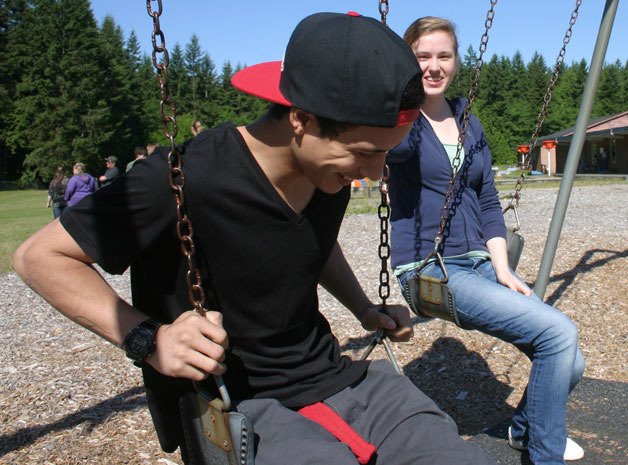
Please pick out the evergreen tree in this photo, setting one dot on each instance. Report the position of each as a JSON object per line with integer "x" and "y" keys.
{"x": 122, "y": 95}
{"x": 608, "y": 97}
{"x": 60, "y": 113}
{"x": 566, "y": 98}
{"x": 462, "y": 82}
{"x": 11, "y": 15}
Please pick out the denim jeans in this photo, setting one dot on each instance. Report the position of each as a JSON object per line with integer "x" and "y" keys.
{"x": 543, "y": 333}
{"x": 57, "y": 210}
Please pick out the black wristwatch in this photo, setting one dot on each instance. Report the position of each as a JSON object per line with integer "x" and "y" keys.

*Exercise*:
Copy out the full material exactly. Pictures should not appear in it.

*Result for this task*:
Please pick out the evergreen tree in this photo, setting one dot on each instance. Report the position of each as a JSON object per line with integer "x" and "y" keys.
{"x": 122, "y": 95}
{"x": 608, "y": 97}
{"x": 60, "y": 113}
{"x": 566, "y": 98}
{"x": 462, "y": 82}
{"x": 11, "y": 15}
Please pick out the denim jeans in this photo, setting one dot on each instance. Report the position of each as a JSON object per line with integer "x" and "y" keys.
{"x": 543, "y": 333}
{"x": 57, "y": 210}
Please pick out the black wristwatch in this photo, setting one dot on each instance. Report the position of each as a JSON object per line with integer "x" and "y" keys.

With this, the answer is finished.